- What to do -
Set down, without alteration, the lines from the one that contains "the bird's feet" through the final line of the material below.

** begin Listed records **

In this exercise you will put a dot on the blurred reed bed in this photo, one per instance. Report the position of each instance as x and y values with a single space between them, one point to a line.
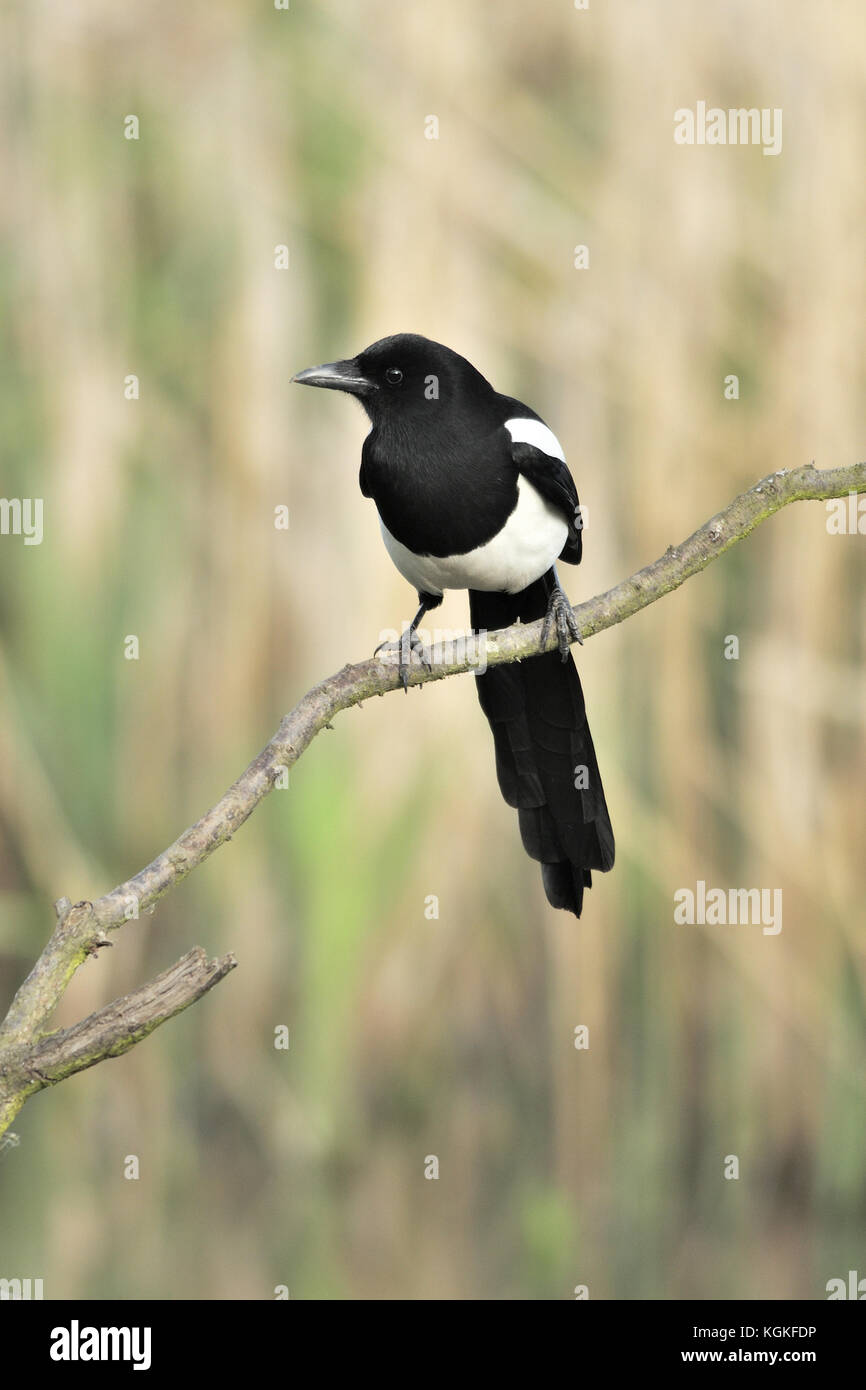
413 1036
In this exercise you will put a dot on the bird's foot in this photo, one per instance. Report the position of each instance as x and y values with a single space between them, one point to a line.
403 651
562 616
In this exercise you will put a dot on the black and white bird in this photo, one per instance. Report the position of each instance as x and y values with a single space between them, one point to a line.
473 492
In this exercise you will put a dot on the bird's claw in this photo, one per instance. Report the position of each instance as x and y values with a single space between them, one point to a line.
562 616
407 647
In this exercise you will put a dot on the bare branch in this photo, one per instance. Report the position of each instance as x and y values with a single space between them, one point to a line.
110 1032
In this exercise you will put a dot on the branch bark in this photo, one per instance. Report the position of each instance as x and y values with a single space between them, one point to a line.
32 1058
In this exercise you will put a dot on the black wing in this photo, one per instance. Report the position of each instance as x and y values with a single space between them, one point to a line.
551 477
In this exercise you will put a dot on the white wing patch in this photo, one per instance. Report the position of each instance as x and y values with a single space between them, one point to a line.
537 434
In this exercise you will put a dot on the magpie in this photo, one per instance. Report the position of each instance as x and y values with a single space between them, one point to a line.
473 492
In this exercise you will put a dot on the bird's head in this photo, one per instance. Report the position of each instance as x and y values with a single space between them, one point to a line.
402 377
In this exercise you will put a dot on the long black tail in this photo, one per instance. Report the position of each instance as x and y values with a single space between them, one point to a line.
545 759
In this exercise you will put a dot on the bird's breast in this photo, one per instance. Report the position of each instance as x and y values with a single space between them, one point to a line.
524 548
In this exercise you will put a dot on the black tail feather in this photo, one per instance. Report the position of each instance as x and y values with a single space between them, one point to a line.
545 761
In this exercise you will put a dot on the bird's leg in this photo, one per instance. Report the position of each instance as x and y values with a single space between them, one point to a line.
562 616
410 641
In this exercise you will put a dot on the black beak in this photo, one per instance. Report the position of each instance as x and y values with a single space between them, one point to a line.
337 375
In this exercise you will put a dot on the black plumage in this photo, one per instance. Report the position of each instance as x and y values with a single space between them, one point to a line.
473 492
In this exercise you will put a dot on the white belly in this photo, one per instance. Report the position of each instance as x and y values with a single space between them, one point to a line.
524 549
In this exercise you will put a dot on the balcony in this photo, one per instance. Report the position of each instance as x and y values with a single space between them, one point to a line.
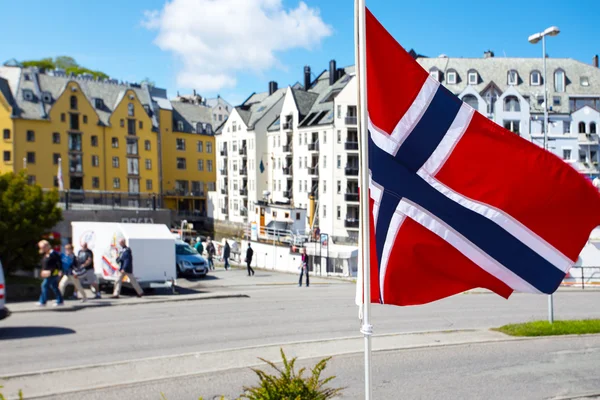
351 223
351 120
351 171
351 197
351 145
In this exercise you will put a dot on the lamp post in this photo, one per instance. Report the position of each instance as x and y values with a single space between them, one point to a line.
533 39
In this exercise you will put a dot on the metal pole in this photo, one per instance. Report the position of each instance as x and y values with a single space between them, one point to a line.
550 297
367 328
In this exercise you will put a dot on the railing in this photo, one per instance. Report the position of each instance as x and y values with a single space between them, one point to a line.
351 146
352 120
351 197
351 171
102 200
580 277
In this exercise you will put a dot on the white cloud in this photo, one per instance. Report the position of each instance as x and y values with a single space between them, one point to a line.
215 38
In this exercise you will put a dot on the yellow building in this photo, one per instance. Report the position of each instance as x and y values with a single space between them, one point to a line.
108 139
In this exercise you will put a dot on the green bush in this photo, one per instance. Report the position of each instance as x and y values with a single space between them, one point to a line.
287 384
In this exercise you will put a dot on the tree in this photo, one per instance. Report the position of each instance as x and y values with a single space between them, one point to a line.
27 214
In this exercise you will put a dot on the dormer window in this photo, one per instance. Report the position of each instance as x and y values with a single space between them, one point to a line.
535 79
559 81
451 77
28 94
513 77
473 77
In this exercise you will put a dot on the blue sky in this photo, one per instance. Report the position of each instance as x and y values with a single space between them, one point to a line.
116 37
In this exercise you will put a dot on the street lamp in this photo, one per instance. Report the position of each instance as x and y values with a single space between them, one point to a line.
533 39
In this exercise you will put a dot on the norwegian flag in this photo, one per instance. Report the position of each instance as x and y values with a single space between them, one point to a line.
458 202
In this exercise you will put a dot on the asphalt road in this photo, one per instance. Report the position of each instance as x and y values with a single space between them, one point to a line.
534 369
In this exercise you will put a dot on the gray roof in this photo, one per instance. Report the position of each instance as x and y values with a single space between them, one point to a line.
190 115
55 84
495 69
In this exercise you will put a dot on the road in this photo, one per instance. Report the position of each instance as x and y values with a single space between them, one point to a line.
275 312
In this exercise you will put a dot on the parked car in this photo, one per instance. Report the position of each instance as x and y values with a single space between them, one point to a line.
188 261
3 310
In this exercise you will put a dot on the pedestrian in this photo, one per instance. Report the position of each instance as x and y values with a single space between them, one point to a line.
226 254
69 264
85 269
210 249
303 267
249 254
51 266
198 246
125 261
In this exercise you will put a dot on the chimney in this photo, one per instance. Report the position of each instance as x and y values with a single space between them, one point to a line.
332 72
306 77
272 87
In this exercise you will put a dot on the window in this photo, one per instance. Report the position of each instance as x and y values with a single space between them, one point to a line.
535 79
559 81
451 77
131 126
513 77
511 103
512 126
472 101
473 77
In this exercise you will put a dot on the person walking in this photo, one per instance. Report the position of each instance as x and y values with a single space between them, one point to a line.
125 261
226 254
210 249
249 254
69 264
303 267
85 269
51 266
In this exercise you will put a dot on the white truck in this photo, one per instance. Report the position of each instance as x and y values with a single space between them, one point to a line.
152 245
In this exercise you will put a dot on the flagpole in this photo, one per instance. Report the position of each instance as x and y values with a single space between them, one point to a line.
361 64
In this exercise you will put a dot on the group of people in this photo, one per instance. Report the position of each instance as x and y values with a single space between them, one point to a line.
61 269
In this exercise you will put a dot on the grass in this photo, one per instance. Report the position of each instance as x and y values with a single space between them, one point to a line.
544 328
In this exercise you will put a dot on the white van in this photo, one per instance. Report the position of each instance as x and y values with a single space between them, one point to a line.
3 310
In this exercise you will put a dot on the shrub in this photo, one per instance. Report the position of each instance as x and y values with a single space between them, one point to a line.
287 384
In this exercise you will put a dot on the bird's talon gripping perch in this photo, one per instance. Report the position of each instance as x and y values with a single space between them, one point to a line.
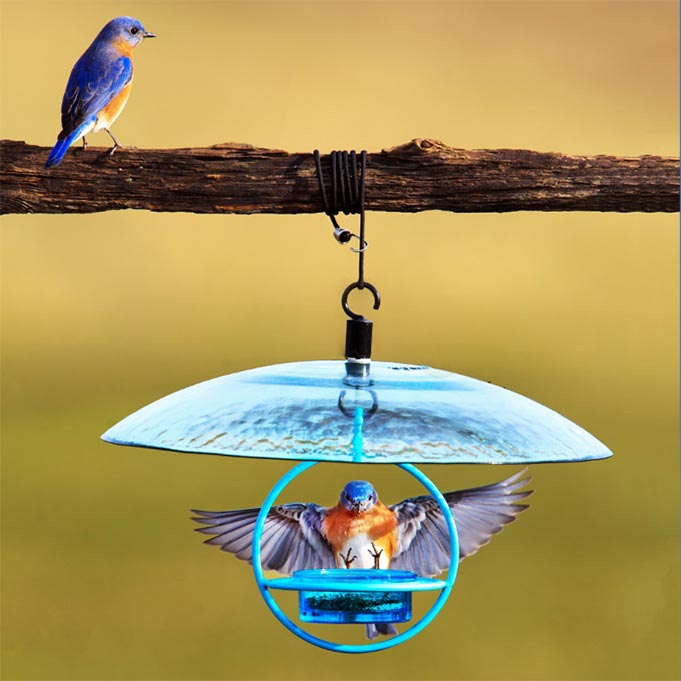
376 555
346 558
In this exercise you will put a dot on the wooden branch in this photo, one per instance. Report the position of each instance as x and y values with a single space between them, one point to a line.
420 175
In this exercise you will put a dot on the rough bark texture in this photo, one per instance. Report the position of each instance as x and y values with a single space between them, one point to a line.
420 175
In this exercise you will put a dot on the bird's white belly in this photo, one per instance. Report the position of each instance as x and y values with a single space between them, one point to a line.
360 547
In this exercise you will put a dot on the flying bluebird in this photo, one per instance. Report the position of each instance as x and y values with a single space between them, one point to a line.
362 532
99 85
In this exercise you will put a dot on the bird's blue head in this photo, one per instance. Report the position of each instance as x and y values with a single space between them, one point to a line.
358 496
124 32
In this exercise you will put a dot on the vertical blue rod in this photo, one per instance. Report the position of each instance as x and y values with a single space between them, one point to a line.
357 439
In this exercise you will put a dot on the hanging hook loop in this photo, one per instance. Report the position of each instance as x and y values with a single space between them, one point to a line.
359 285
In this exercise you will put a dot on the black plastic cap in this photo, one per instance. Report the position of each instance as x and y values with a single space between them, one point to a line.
358 338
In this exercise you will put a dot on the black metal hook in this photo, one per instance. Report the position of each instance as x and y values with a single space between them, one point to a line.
357 285
348 189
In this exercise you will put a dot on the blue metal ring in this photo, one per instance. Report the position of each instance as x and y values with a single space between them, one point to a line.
368 647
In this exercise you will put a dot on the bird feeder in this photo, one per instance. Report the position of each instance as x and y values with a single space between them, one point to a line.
356 411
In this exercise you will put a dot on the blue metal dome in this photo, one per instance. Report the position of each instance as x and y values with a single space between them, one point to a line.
307 411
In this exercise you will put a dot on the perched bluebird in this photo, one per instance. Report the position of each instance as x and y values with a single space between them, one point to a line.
99 85
362 532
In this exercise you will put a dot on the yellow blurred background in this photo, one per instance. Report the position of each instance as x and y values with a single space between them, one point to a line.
102 577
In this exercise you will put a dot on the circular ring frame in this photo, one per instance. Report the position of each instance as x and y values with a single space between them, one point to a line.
341 647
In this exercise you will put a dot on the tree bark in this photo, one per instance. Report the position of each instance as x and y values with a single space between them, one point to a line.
420 175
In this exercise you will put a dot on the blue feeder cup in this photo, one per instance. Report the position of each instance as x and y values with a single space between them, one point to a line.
351 607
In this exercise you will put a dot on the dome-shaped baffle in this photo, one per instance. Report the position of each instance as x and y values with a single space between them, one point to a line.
307 411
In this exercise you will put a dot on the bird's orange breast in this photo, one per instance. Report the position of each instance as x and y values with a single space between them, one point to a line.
378 525
112 110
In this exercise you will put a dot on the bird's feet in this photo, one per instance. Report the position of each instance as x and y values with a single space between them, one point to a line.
347 559
376 555
117 144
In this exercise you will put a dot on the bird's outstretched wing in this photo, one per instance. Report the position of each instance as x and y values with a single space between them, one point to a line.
292 537
479 513
94 82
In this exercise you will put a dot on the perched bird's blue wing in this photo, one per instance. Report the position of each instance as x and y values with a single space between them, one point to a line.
292 537
479 513
95 80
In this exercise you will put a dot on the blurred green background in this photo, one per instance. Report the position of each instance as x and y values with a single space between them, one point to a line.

** end Listed records **

- Complete output -
In this exercise you will put a dot on the bird's feet in this photo, one per instance. Report the position of each instance as x and y values with a single space between them, one point to a line.
347 559
376 555
117 144
In this exercise you will put a dot on the bird's outstretched wing in this photo, one per instance. Report the position of each instance as x and y values with a single space between them, one point to a line.
292 537
479 513
94 82
In this exercise you will put a dot on the perched bird's blue wing in this photo, one per instance. Report the position of each instance as x and y values with a single space between them, one point to a line.
292 537
479 513
95 80
In this exercise you will put a dot on the blurred green background in this photo, one per instance. Report the position of each instance as x and y values with a single space between them, one point to a line.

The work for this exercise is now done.